## [TEXT SHOWN]
· · · · ·
Roadmap

vibe-qc follows semantic versioning. Pre-1.0 releases are milestone-based: each 0.N.0 tag marks the completion of a major capability. 1.0 is reserved for “feature complete across both molecular and periodic methods — everything a standard QC program offers.” 2.0 delivers the cyclic cluster model, the original motivating feature.

The milestone list below is the engineering roadmap. The Tutorial parity matrix at the bottom is the user-facing roadmap, pinned against ORCA’s molecular tutorials and CRYSTAL’s solid-state tutorials so we can see what works today and what’s blocking the next chunk of “real chemistry.”

Milestones

v0.1.0 — shipped 2026-04-18

Molecular HF/DFT/MP2 stack validated against PySCF; periodic scaffold with one-electron infrastructure, Γ-only RHF, multi-k RHF, and multi-k KS-DFT (LDA/GGA) all validated in the molecular-limit regime; spglib integration; pob-* basis sets integrated from a CRYSTAL-format parser; documentation scaffold; MPL 2.0 license.

v0.2.0 — quantitative 3D bulk

Phase 12e: Ewald + Saunders–Dovesi multipolar splitting, shipped in sub-phases.

• ✅ 12e-a — classical Ewald for point-charge nuclear lattice sum. CoulombMethod.EWALD_3D routes nuclear_repulsion_per_cell through Ewald; Madelung constants of NaCl, CsCl, ZnS, simple-cubic jellium reproduced to literature precision. See user_guide/ewald.md.

• ✅ 12e-b — erfc-screened nuclear attraction as an Ewald building block. Public API vibeqc.compute_nuclear_erfc_lattice; real-space, exponentially convergent.
· · · · ·
## [COLLECTED MATERIAL]
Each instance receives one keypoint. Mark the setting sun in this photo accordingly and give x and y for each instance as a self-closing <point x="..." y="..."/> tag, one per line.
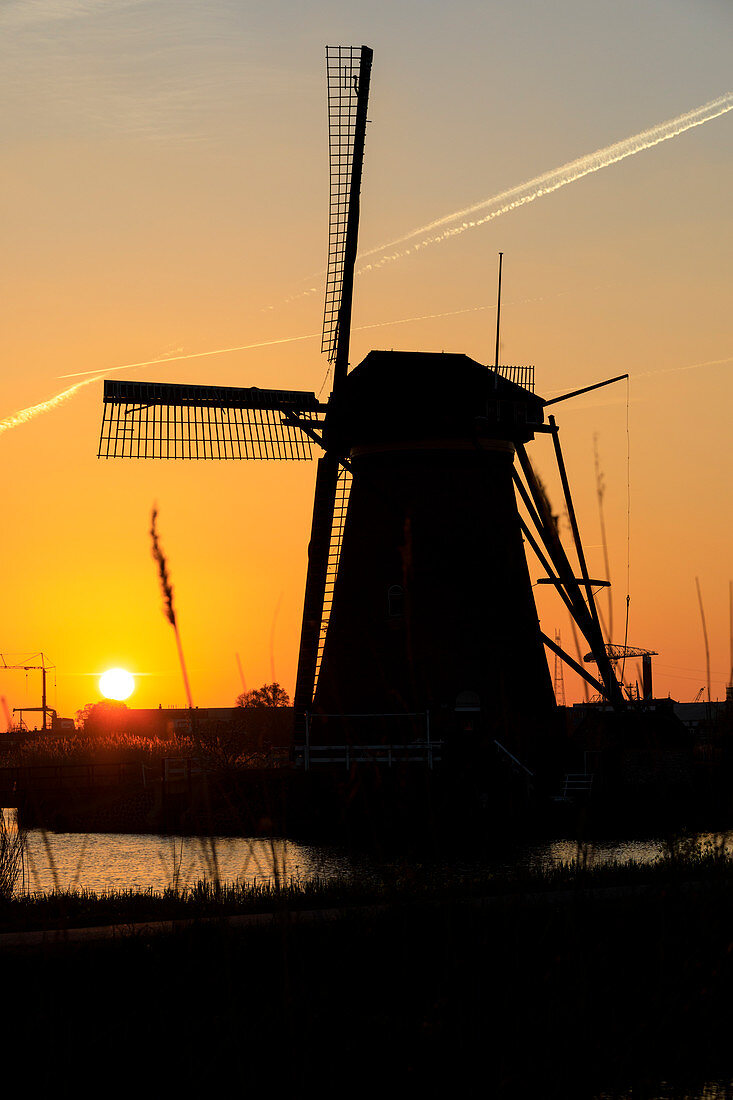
· · · · ·
## [EXERCISE REQUIREMENTS]
Pick up the vibe-qc roadmap right after its last sentence and keep writing it. The material above is separate from the vibe-qc roadmap.

## [EXPECTED ANSWER]
• ✅ 12e-c-1 — Gaussian-charge Ewald for the long-range V(g) via grid integration of the smooth complement. α-invariant to 1e-4.

• ✅ 12e-c-2 — erfc-screened ERIs for the short-range Ewald J/K. omega parameter on build_jk_gamma_molecular_limit and build_fock_2e_real_space.

• 12e-c-3 — long-range Hartree J via FFTW3 + Saunders–Dovesi multipolar splitting for the far field. Adds FFTW3 as a build dependency. After this, EWALD_3D end-to-end gives quantitative 3D bulk SCF.

• 12e-c-4 — end-to-end CoulombMethod.EWALD_3D SCF dispatch and CRYSTAL benchmark validation.

• 12f — periodic Becke weight partition for DFT integration in tight crystals.

Concurrent infrastructure shipped in 0.2.x

These landed alongside the Ewald work and aren’t gated on it:

• ✅ P1 — OpenMP shared-memory parallelism across hot kernels (overlap, kinetic, nuclear, ERI, gradient, Fock build, XC grid integration). Engine-per-thread + thread-local accumulator pattern.

• ✅ P1.1 — gradient parallelism completion + set_num_threads() / get_num_threads() API + num_threads= keyword on run_job + per-section timing report. See user_guide/scf_convergence.md.

• ✅ P2 — pre-flight memory estimator with abort-on-overflow and memory_override= escape hatch. vq.estimate_memory(), vq.check_memory(), InsufficientMemoryError. See user_guide/memory.md.

• ✅ I/O workflow — run_job driver writing .out (banner + geometry + memory budget + SCF trace + orbital table + properties + timing), .molden for orbital viewers, optional .traj.

v0.3.0 — visualisation + post-SCF properties

User-facing observables and the writers viewers actually consume.

• ✅ V1 cube files (molecular density + MOs, multi-volume MO stacks). Read by VMD, Avogadro, PyMOL, ChimeraX. See user_guide/volumetric_data.md.

• ✅ V2 Molden export (libint→Molden AO permutation handled).

• ✅ V3b XSF + BXSF writers (periodic structure, periodic volumetric, BXSF Fermi-surface band data). Read by VESTA / XCrySDen.

• ✅ V4 vibeqc.bands.band_structure + kpath_from_segments + matplotlib plotter (vibeqc.plot.band_structure_figure). See user_guide/band_structure.md.

• ✅ V5 vibeqc.bands.density_of_states over a Monkhorst–Pack mesh

  • matplotlib plotter (vertical or horizontal, combined bands+DOS panel).

• ✅ 18 Mulliken / Löwdin charges + Mayer bond orders. See user_guide/properties.md.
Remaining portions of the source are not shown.